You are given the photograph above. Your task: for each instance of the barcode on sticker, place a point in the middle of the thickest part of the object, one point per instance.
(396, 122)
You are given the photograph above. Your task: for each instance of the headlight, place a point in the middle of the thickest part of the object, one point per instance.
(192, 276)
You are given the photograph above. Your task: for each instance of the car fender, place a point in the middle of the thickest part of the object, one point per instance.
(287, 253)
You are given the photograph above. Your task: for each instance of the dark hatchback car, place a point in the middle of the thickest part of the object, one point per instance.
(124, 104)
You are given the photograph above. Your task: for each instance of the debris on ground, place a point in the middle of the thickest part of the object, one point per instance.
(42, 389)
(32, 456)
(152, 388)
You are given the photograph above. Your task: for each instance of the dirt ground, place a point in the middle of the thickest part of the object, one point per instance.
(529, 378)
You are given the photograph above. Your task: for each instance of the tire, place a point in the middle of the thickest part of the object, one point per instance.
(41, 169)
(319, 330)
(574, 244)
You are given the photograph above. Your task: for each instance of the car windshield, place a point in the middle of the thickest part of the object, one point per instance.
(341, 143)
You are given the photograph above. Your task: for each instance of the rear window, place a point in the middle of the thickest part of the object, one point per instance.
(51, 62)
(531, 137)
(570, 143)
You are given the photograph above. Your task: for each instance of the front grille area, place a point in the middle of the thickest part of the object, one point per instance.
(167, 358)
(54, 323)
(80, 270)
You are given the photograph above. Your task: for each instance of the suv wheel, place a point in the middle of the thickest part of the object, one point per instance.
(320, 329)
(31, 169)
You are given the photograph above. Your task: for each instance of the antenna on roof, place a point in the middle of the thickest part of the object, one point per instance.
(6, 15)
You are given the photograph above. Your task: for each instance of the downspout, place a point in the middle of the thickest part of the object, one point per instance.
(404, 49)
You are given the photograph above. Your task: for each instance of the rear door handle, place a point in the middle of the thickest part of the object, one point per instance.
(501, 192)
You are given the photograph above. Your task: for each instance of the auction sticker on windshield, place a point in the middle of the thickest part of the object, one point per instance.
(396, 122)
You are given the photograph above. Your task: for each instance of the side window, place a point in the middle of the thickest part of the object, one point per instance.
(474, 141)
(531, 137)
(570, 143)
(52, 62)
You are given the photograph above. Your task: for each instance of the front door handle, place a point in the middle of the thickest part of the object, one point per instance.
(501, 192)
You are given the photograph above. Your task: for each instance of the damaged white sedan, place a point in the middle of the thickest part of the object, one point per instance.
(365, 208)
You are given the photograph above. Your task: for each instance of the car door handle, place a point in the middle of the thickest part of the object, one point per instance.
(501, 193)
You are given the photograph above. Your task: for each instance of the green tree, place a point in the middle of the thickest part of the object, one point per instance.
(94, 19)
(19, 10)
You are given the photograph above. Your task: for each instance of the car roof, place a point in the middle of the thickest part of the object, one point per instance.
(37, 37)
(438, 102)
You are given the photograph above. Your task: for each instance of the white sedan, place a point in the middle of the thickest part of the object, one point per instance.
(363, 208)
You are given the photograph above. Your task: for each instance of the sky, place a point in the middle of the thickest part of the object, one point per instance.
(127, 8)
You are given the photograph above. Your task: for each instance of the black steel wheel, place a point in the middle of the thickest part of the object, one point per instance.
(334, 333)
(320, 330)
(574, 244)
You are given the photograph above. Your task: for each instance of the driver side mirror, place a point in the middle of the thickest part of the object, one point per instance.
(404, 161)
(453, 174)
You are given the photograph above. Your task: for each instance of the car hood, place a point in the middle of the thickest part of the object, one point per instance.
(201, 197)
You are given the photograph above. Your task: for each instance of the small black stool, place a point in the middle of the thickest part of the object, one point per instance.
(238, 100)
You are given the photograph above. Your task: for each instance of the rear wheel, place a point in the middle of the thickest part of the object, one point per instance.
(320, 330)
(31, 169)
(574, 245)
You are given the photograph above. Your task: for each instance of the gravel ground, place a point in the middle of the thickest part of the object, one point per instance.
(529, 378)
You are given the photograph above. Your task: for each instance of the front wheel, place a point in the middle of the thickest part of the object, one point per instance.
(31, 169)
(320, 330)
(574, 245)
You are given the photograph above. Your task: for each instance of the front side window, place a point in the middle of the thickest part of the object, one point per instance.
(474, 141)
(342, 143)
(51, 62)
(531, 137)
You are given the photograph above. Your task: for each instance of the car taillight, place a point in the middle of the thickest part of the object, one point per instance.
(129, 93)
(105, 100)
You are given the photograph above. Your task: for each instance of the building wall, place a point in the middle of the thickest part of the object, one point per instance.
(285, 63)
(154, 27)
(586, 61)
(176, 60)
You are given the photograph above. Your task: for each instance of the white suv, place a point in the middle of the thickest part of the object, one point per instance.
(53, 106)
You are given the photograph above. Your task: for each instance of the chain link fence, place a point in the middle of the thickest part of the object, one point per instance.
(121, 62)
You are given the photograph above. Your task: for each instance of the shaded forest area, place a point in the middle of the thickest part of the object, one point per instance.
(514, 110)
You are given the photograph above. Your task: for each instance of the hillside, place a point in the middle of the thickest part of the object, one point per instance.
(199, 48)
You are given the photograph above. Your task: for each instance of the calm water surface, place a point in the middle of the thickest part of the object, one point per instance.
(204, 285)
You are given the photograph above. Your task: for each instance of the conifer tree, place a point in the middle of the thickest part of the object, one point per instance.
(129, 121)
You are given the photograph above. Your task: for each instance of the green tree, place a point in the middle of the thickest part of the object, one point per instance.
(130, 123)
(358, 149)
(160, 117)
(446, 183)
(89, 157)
------------------------------------------------------------------------
Please turn all of the material above into a numbered list, one entry per line, leaving out any blank lines.

1. You are given the photograph above. Your task: for each instance of the barcode on sticker, place a point in the middle of the thickest part of the object, one point per instance.
2. (396, 122)
3. You are given the photograph above. Your task: for each instance of the headlight, place a point in the middle of the thickest part of the object, one point per instance.
4. (192, 276)
5. You are given the photograph above. Your task: for each instance of the car fender, place a point in the middle of the thickest part of the object, one point per instance.
6. (287, 253)
7. You are given the photograph above. Your task: for each instance of the dark hatchback car, place a point in the middle of the thickest part of the object, one point per instance.
8. (124, 104)
9. You are given the photograph above. Your task: for each instance of the debris on ground, place a point in the middle of the thickest part of the object, one point per instance.
10. (42, 389)
11. (32, 456)
12. (152, 388)
13. You are given the photograph above. Your task: for each instance of the dirt ground, place a point in the middle of the thickest part of the object, one point per instance.
14. (529, 378)
15. You are given the photograph above. Your task: for each instance of the tire, place a point in the middle of the thickest part of the object, one point per instance.
16. (41, 169)
17. (319, 330)
18. (574, 244)
19. You are given the photograph above. Your task: for each instance of the car windshield, place a point in the middle of the thickest part of the object, one point per instance.
20. (341, 143)
21. You are given the photograph above. Your task: for each instance of the rear window, place a point in the middle of the thickest part of the object, one point per instance.
22. (51, 62)
23. (531, 137)
24. (570, 143)
25. You are given the photograph above. Your task: for each instance of the front grille area, place a point in the middle of the thickest part of the object, one point per instance.
26. (167, 358)
27. (54, 323)
28. (80, 270)
29. You are given the photograph above. Your task: for each instance of the suv wheel, place a point in the middle of the thickest part of the object, one point per instance.
30. (320, 329)
31. (31, 169)
32. You are given the photograph above. Your task: for each instance of the antenna on roof, place a point in the middle of the thickest part of the object, one point per instance.
33. (6, 15)
34. You are given the photograph above. Your task: for each instance of the downspout, place a point in the middle of the thickest part of the object, one point per instance.
35. (404, 49)
36. You are given the photograph above. Your task: for each instance of the rear door handle, place a point in the middle of the thickest part of the object, one point per instance.
37. (501, 192)
38. You are given the photograph above. Your task: for each instance of the auction sticker on windshield, place a point in the middle of the thickest part of the object, one point per instance.
39. (396, 122)
40. You are given the photograph above. Your task: for each instance of the side window, place a point in the middle of the thickest part of the object, one point per instance.
41. (474, 141)
42. (531, 137)
43. (570, 143)
44. (52, 62)
45. You are given the photograph above. Your task: for each instance of the front door handle, place a point in the middle of the thickest part of the object, one point per instance.
46. (501, 192)
47. You are given the photograph above. Your task: for each instance of the damaged white sedan, place a point in the middle of the thickest part of the object, one point per instance.
48. (365, 208)
49. You are given the photograph above. Your task: for each instance of the car door handle, place a point in the middle of the thickest part of the object, one point per instance.
50. (501, 193)
51. You are given the photograph above. Your task: for each instance of the green tree, place a point in the middle of the thickest part of the object, one point per instance.
52. (94, 19)
53. (19, 10)
54. You are given the photograph above. Your task: for each instance of the car roof, place a point in the middle of the thickest part of the object, one point per instance.
55. (37, 37)
56. (438, 102)
57. You are given the photograph above. Your task: for each instance of the white sedan, place a point in the middle of the thickest part of the object, one point per instance.
58. (363, 208)
59. You are given the photograph above. Your task: for each instance of the sky, place a point in the middle of the thickest part of the object, one point per instance.
60. (127, 8)
61. You are given the photograph above. Your task: for each instance of the black steel wheel, place a point in the middle of the thickest part of the object, one point per instance.
62. (334, 333)
63. (320, 330)
64. (574, 244)
65. You are given the photograph above. Your task: for each instance of the driver side mirror, place a point in the middle of the thickest part of the object, one point per instance.
66. (404, 161)
67. (453, 174)
68. You are given the photograph above. Your task: for each instance of the car hood, place a point in the middle of the thickest part of the object, one point per instance.
69. (201, 197)
70. You are given the photograph above. Your task: for each instance of the small black stool, place a point in the middle of the thickest part of the object, one point per instance.
71. (238, 100)
72. You are given the photograph above. Your task: for each instance of the rear wheel, place a point in the middle of the thickest part of the object, one point per instance.
73. (320, 330)
74. (31, 169)
75. (574, 245)
76. You are given the photograph above. Your task: for each instance of the gravel ground, place a point in the middle of the thickest part of the object, one point per instance.
77. (529, 378)
78. You are given the photograph above. Your task: for each instance of the front wheel, place a point in the middle of the thickest part of the object, one point per instance.
79. (31, 169)
80. (320, 330)
81. (574, 245)
82. You are given the photograph above. Your task: for each instance of the front side window, place a point in the middle of the thickest part of the object, one point per instance.
83. (474, 141)
84. (342, 143)
85. (51, 62)
86. (531, 137)
87. You are given the photograph above. Your task: for each instance of the car taillight, place a point in the middle of the thickest part of the object, one point per instance.
88. (129, 93)
89. (105, 100)
90. You are given the photograph above. Your task: for each instance of the building wall, place a point in the middle of the thickest part of the object, one point per instance.
91. (285, 63)
92. (154, 27)
93. (586, 61)
94. (176, 60)
95. You are given the photograph above. Your task: for each instance of the white suv, place a point in the middle of the thickest part of the object, one point per instance.
96. (53, 106)
97. You are given the photograph above. Your task: for each instance of the chain link fence, place a point in the middle of the thickest part of the object, one point per instance.
98. (121, 62)
99. You are given the photograph above. Your task: for each instance of the shaded forest area, place a point in the middle of the thickest part of the object, one point per instance.
100. (514, 110)
101. You are given the photograph above. Your task: for each instance of the hillside, place a point in the middle of the thickest part of the object, one point per instance.
102. (199, 48)
103. You are given the photograph above. Your task: for each instance of the calm water surface, place a point in the middle of the thickest part of the object, one point per instance.
104. (204, 285)
105. You are given the photograph above. Your task: for each instance of the conifer tree, place a point in the middle of the thickest part of the object, one point per instance.
106. (129, 121)
107. You are given the photograph above. Your task: for each instance of the green tree, place a point in the middle of the thickest part of the object, one point per instance.
108. (130, 123)
109. (358, 149)
110. (160, 117)
111. (446, 183)
112. (89, 157)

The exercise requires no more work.